━━━ TRECHOS DOS REGISTROS ━━━

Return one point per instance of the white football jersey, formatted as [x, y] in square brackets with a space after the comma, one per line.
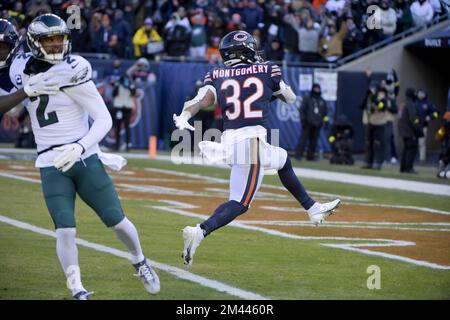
[56, 119]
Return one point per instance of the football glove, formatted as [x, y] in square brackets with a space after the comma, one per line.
[70, 153]
[181, 121]
[40, 84]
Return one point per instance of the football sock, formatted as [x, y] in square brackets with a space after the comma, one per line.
[294, 186]
[67, 252]
[223, 215]
[127, 233]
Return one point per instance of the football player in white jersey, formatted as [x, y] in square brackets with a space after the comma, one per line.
[69, 157]
[37, 85]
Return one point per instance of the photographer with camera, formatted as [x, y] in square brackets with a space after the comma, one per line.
[410, 129]
[374, 118]
[341, 141]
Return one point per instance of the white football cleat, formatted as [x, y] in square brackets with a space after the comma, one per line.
[82, 295]
[192, 237]
[148, 276]
[320, 211]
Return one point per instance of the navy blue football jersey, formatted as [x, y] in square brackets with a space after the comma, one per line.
[244, 92]
[6, 86]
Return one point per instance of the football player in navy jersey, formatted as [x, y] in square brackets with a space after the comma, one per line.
[243, 89]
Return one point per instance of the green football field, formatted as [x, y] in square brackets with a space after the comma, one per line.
[233, 263]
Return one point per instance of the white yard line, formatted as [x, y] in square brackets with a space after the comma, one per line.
[177, 207]
[177, 272]
[350, 178]
[226, 181]
[182, 209]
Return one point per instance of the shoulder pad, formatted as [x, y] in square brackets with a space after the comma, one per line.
[17, 67]
[73, 70]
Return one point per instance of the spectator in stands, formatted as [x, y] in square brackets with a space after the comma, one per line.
[308, 38]
[215, 26]
[410, 130]
[274, 51]
[443, 136]
[199, 38]
[403, 12]
[427, 112]
[335, 5]
[388, 19]
[179, 19]
[341, 141]
[374, 119]
[354, 39]
[318, 5]
[421, 12]
[313, 114]
[103, 40]
[123, 102]
[331, 44]
[147, 41]
[140, 72]
[290, 39]
[437, 7]
[212, 53]
[392, 87]
[16, 16]
[235, 23]
[81, 38]
[37, 7]
[124, 33]
[252, 15]
[177, 37]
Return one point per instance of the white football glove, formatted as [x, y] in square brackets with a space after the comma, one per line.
[70, 153]
[42, 83]
[181, 121]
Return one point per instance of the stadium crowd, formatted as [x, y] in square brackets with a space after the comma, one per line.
[289, 30]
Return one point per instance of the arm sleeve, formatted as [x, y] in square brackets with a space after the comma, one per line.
[208, 79]
[87, 96]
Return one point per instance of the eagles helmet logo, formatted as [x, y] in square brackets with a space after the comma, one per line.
[240, 36]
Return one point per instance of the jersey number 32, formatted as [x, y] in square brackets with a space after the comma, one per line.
[235, 98]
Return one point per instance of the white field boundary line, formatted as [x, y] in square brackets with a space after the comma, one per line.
[348, 178]
[184, 209]
[339, 226]
[226, 181]
[288, 209]
[174, 271]
[350, 246]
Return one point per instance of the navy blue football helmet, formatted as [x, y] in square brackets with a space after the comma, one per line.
[10, 36]
[239, 46]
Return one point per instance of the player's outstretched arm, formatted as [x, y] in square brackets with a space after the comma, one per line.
[204, 99]
[42, 83]
[11, 100]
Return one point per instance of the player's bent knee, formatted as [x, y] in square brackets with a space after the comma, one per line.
[112, 217]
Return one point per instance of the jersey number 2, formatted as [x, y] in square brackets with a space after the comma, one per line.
[40, 112]
[235, 98]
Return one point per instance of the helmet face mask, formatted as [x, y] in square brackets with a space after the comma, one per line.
[10, 42]
[48, 26]
[239, 46]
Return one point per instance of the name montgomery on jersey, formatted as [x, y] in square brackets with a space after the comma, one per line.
[226, 73]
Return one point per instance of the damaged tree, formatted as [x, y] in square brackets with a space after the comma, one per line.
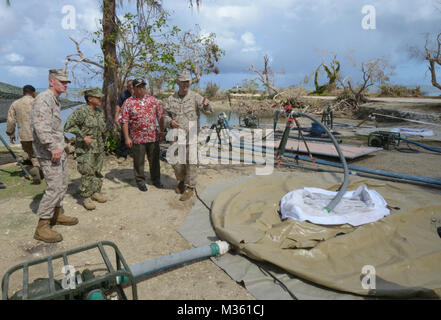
[198, 54]
[373, 72]
[266, 76]
[332, 76]
[144, 45]
[433, 56]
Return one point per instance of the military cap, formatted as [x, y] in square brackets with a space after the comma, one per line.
[184, 76]
[59, 74]
[93, 92]
[138, 82]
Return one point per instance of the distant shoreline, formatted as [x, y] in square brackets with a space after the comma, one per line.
[5, 104]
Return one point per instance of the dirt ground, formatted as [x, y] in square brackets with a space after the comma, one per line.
[144, 225]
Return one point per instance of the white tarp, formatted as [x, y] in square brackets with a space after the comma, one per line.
[355, 208]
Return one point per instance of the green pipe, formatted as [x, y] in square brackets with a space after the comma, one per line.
[166, 262]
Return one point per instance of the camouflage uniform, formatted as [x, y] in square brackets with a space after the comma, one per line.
[19, 113]
[184, 110]
[47, 131]
[86, 122]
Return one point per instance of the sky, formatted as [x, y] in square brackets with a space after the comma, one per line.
[296, 34]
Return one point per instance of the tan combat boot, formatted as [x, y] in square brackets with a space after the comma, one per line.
[187, 194]
[99, 197]
[88, 204]
[45, 233]
[180, 188]
[35, 173]
[60, 218]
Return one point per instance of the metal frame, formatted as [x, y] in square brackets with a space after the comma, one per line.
[110, 278]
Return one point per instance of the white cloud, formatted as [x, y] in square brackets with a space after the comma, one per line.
[248, 39]
[89, 19]
[14, 57]
[22, 71]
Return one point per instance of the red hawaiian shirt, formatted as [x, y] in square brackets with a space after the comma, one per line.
[141, 116]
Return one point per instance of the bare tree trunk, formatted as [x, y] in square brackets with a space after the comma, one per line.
[110, 77]
[266, 72]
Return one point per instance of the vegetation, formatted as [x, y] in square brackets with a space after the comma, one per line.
[391, 90]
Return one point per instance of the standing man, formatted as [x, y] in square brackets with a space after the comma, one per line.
[139, 115]
[179, 110]
[89, 126]
[50, 149]
[19, 113]
[123, 96]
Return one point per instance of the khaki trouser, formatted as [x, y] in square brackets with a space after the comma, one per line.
[138, 151]
[90, 166]
[57, 181]
[27, 147]
[186, 172]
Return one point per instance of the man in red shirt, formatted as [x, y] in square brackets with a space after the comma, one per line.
[139, 115]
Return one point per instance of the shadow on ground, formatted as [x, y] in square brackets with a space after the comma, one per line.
[127, 177]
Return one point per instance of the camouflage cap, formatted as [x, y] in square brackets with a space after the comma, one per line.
[93, 92]
[59, 74]
[138, 82]
[184, 76]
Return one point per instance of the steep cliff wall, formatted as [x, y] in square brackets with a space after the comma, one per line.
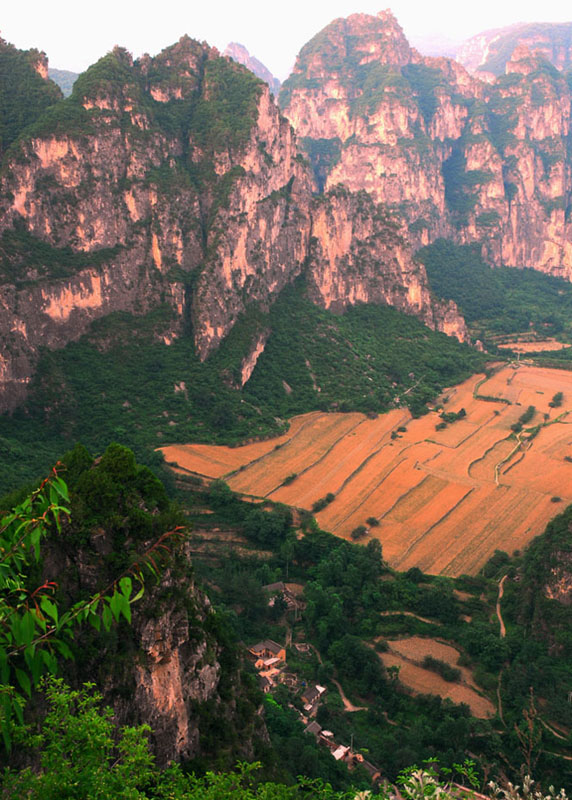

━━━

OBJETIVO DO EXERCÍCIO:
Transcreva sem alterações os registros desde a linha que contém "Return one point per instance of the camouflage cap, formatted" até o fim dos registros, com as duas pontas incluídas. Não coloque as imagens na resposta.

RESPOSTA CORRETA:
Return one point per instance of the camouflage cap, formatted as [x, y] in square brackets with a space after the comma, one per line.
[93, 92]
[59, 74]
[138, 82]
[184, 76]
Return one point per instance of the steep cliff wall, formatted as [x, y] in square brackets with a space after the comma, one per line.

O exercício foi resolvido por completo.